• Data to examine:
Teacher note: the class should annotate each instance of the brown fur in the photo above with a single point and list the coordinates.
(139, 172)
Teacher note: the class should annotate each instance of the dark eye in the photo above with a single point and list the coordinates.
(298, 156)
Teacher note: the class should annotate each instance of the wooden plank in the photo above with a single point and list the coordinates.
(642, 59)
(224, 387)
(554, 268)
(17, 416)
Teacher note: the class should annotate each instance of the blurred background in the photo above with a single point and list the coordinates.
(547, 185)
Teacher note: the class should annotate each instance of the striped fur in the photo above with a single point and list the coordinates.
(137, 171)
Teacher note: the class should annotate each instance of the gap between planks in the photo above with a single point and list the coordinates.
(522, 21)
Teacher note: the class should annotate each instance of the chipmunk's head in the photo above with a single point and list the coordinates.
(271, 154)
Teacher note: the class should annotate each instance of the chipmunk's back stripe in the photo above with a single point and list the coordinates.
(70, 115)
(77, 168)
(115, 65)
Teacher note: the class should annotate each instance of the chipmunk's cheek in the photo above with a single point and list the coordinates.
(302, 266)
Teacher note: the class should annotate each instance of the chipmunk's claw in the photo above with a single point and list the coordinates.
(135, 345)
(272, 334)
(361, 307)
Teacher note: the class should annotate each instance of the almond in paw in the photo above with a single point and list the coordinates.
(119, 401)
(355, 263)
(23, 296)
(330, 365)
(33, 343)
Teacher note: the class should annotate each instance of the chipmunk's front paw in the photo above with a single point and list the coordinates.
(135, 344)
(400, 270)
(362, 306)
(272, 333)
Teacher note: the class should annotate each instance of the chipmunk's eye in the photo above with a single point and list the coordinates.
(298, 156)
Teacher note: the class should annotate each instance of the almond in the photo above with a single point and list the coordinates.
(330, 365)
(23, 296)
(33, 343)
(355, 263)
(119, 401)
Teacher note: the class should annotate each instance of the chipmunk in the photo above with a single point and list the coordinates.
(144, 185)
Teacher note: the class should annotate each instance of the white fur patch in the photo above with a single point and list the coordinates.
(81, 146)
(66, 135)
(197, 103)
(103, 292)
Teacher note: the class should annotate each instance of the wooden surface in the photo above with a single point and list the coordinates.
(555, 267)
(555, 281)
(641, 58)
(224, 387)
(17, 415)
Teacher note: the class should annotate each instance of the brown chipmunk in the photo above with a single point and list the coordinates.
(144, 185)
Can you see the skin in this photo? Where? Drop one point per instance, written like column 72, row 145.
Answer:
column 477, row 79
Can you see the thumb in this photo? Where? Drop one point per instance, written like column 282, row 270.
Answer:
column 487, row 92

• Exercise directions: Starting with the first line, give back the whole listing exactly.

• Task solution:
Teacher note: the class should annotate each instance of the brown fur in the photo above with a single point and list the coordinates.
(139, 172)
Teacher note: the class should annotate each instance of the dark eye in the photo above with a single point and list the coordinates.
(298, 156)
Teacher note: the class should annotate each instance of the wooden plank in the photo above with a single point and list the coordinates.
(642, 59)
(224, 387)
(554, 268)
(17, 416)
Teacher note: the class should annotate each instance of the blurred background in the photo above with a single point and list the coordinates.
(547, 185)
Teacher note: the class should annotate each instance of the striped fur in the photo above with a single point and list the coordinates.
(137, 171)
Teacher note: the class should annotate each instance of the gap between planks in the photo above with a single point and list the coordinates.
(522, 21)
Teacher note: the class should annotate each instance of the chipmunk's head in the photo above with a single point and list the coordinates.
(271, 154)
Teacher note: the class should annotate each instance of the chipmunk's back stripe in the photo above with a single point and list the coordinates.
(70, 115)
(77, 168)
(115, 65)
Teacher note: the class should annotate each instance of the chipmunk's cheek in the photo above with a single point and list the coordinates.
(302, 266)
Teacher note: the class should annotate each instance of the chipmunk's claw in the photo above with a single point and list the coordinates.
(135, 345)
(272, 334)
(361, 307)
Teacher note: the class should annotate each instance of the almond in paw in the photo above with a single point and list the coordinates.
(119, 401)
(355, 263)
(23, 296)
(330, 365)
(33, 343)
Teacher note: the class should annotate each instance of the chipmunk's front paw in the photo above with a single point and list the coordinates.
(135, 344)
(400, 270)
(362, 306)
(272, 333)
Teacher note: the class should annotate each instance of the chipmunk's eye in the photo above with a single point and list the coordinates.
(298, 156)
Teacher note: the class should annotate each instance of the almond in the photo above with a single point and list the coordinates.
(330, 365)
(23, 296)
(33, 343)
(355, 263)
(119, 401)
Teacher note: the class should annotate each instance of the chipmunk in the photo above with a single point and list the coordinates.
(144, 185)
Teacher note: the class should annotate each instance of the white fur patch in the photo above with a single point and list the coordinates.
(81, 146)
(66, 135)
(197, 103)
(103, 292)
Teacher note: the class should annotate each instance of the wooden surface in the photo above with a single point and list the coordinates.
(555, 267)
(555, 281)
(641, 58)
(224, 387)
(17, 415)
Teacher note: the class should annotate each instance of the brown chipmunk in the photo above with a single point and list the coordinates.
(144, 185)
Can you see the skin in this photo? Where? Drop one point per instance, written like column 72, row 145.
Answer:
column 477, row 79
Can you see the thumb in this photo? Where? Drop one point per instance, written like column 282, row 270.
Answer:
column 487, row 92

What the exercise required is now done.